Reading passage
※

Back to London for a reception as part of the RCA Show. It is definitely a place way out of my usual experience, but a talk on toothpaste tubes I gave 3 years ago has made me recognisable to the RCA crowd and so I had a great time working out the materials they used and talking about the importance of design in modern products and services.
Friday saw the first real activity on a Phase III Innovation Platform – the workshop for the Detection and Identification of Infectious Diseases. This had been put together by Brain and Lisa with lots of help from Zahid – David G, Merlin, Emily and Jackie also helped out on the day. Aside from a boring input by the first speaker, I think we did a great job, all the way from briefing the speakers, selecting the attendees and choosing the location (changed when the attendance got big) to listening to the oddest responses. We have come to describe the first few meetings in a new field as “bring out your dead time” because people don’t immediately engage in the offered ideas but mishear or misinterpret them within their own frame of reference. Thus, people asked questions that had been answered in the talks or already asked in very similar terms. Aside from one guy from GE Healthcare – who was in serious “I have done all this, I know important people” mode – everyone was very keen for us to progress the idea and develop a platform proposal.

※

Work to complete
Why does the passage describe the first few meetings in a new field as "bring out your dead time"? Answer in one to three sentences. The entries aren't needed for this.

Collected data

※

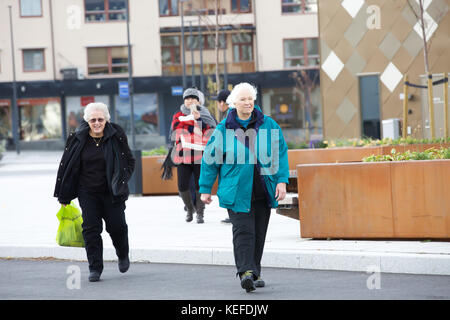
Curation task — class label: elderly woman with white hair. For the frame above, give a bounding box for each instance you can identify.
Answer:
[199,82,289,292]
[54,103,135,282]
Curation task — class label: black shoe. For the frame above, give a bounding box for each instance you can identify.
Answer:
[255,277,266,288]
[89,271,102,282]
[119,256,130,273]
[220,218,231,223]
[241,270,256,292]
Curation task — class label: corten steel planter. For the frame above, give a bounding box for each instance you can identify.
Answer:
[297,160,450,239]
[142,156,217,195]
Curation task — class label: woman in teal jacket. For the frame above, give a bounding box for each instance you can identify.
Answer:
[199,83,289,292]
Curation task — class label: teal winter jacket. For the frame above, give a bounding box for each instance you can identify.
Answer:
[199,106,289,212]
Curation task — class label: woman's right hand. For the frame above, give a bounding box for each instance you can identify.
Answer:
[200,193,212,204]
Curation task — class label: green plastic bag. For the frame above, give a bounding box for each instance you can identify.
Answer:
[56,201,84,247]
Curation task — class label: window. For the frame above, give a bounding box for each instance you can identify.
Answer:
[185,34,226,50]
[22,49,45,71]
[87,47,128,75]
[161,36,181,66]
[20,0,42,17]
[114,93,159,134]
[84,0,127,22]
[281,0,317,13]
[159,0,178,16]
[17,97,62,141]
[231,0,252,13]
[231,33,253,62]
[284,38,319,68]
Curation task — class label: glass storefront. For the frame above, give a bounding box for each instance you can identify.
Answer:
[66,96,112,133]
[115,93,159,134]
[262,86,322,142]
[18,98,62,141]
[0,99,12,141]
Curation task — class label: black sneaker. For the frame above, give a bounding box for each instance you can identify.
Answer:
[255,277,266,288]
[241,270,256,292]
[119,256,130,273]
[220,218,231,223]
[89,271,101,282]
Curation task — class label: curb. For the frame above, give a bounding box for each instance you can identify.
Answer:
[0,246,450,275]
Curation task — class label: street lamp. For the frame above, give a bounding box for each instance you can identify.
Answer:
[180,0,189,90]
[8,5,20,154]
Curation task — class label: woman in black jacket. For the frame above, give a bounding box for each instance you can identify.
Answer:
[54,103,135,282]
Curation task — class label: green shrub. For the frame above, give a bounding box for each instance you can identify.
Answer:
[363,148,450,162]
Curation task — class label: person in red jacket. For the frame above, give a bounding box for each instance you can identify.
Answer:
[170,88,216,223]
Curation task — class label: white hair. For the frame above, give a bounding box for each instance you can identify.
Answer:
[226,82,258,108]
[83,102,111,122]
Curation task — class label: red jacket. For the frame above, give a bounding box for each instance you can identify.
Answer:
[171,111,213,164]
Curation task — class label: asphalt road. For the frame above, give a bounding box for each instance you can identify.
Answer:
[0,259,450,301]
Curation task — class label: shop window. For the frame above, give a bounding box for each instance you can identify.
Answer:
[84,0,127,22]
[20,0,42,17]
[22,49,45,72]
[115,93,158,135]
[66,96,111,133]
[159,0,178,16]
[281,0,317,13]
[17,98,62,141]
[161,36,181,66]
[231,0,252,13]
[0,99,12,143]
[283,38,320,68]
[185,34,226,50]
[231,33,253,62]
[87,47,128,75]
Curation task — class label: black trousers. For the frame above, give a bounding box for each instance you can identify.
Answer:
[177,163,201,192]
[228,200,270,276]
[78,189,129,272]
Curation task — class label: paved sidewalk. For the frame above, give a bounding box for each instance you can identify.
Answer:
[0,151,450,275]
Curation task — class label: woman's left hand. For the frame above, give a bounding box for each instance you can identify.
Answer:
[275,182,286,201]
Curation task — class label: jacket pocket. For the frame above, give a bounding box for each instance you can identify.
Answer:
[217,176,239,205]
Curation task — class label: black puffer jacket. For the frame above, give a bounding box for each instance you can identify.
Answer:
[54,121,135,204]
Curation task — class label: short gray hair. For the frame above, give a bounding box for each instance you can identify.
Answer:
[83,102,111,122]
[226,82,258,108]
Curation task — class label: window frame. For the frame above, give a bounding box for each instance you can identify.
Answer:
[184,33,227,51]
[283,37,320,70]
[21,48,46,73]
[230,0,253,13]
[231,32,255,63]
[83,0,130,23]
[160,35,182,67]
[280,0,318,15]
[158,0,181,17]
[86,46,130,77]
[19,0,43,18]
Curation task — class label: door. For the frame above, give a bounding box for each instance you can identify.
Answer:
[359,74,381,139]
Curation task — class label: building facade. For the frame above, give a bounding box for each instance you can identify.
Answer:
[318,0,450,139]
[0,0,323,149]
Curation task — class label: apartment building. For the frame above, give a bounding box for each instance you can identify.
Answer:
[0,0,322,149]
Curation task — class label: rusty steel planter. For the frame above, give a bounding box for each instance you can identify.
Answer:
[297,160,450,239]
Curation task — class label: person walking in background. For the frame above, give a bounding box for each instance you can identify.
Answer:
[199,83,289,292]
[216,89,231,223]
[170,88,216,223]
[54,103,135,282]
[216,89,230,122]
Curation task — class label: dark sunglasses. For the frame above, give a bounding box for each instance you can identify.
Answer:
[89,118,105,123]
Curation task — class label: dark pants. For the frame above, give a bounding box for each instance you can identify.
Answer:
[78,190,129,272]
[228,200,270,276]
[177,163,200,192]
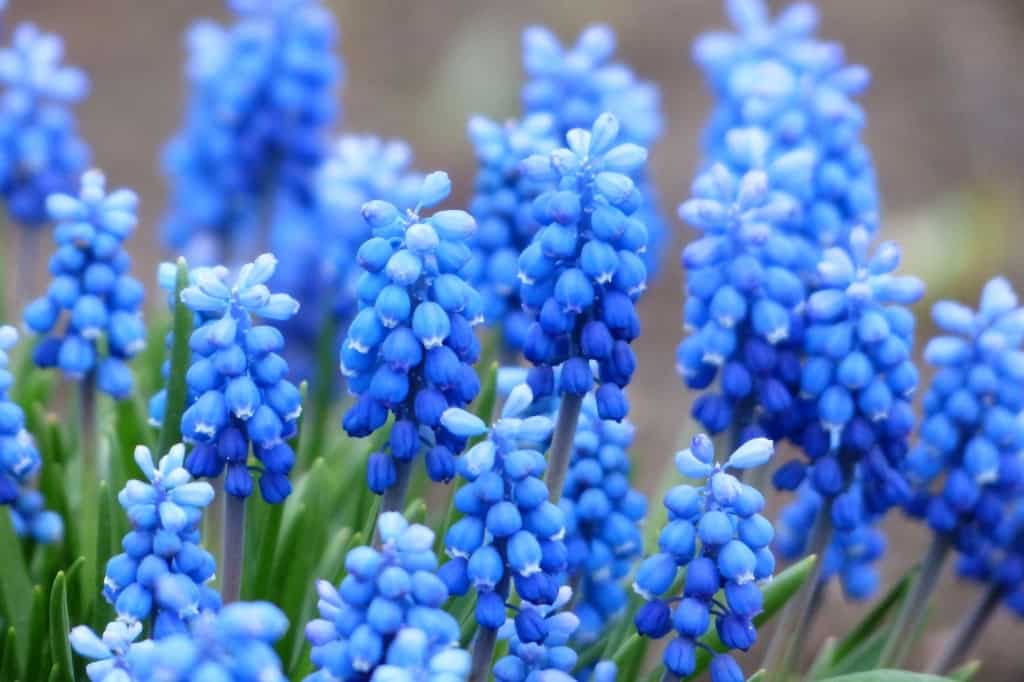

※

Exercise result
At those early meetings, people don't immediately engage with the ideas on offer. Instead they mishear or misinterpret them within their own frame of reference, so they ask questions that the talks already answered or that were already asked in very similar terms.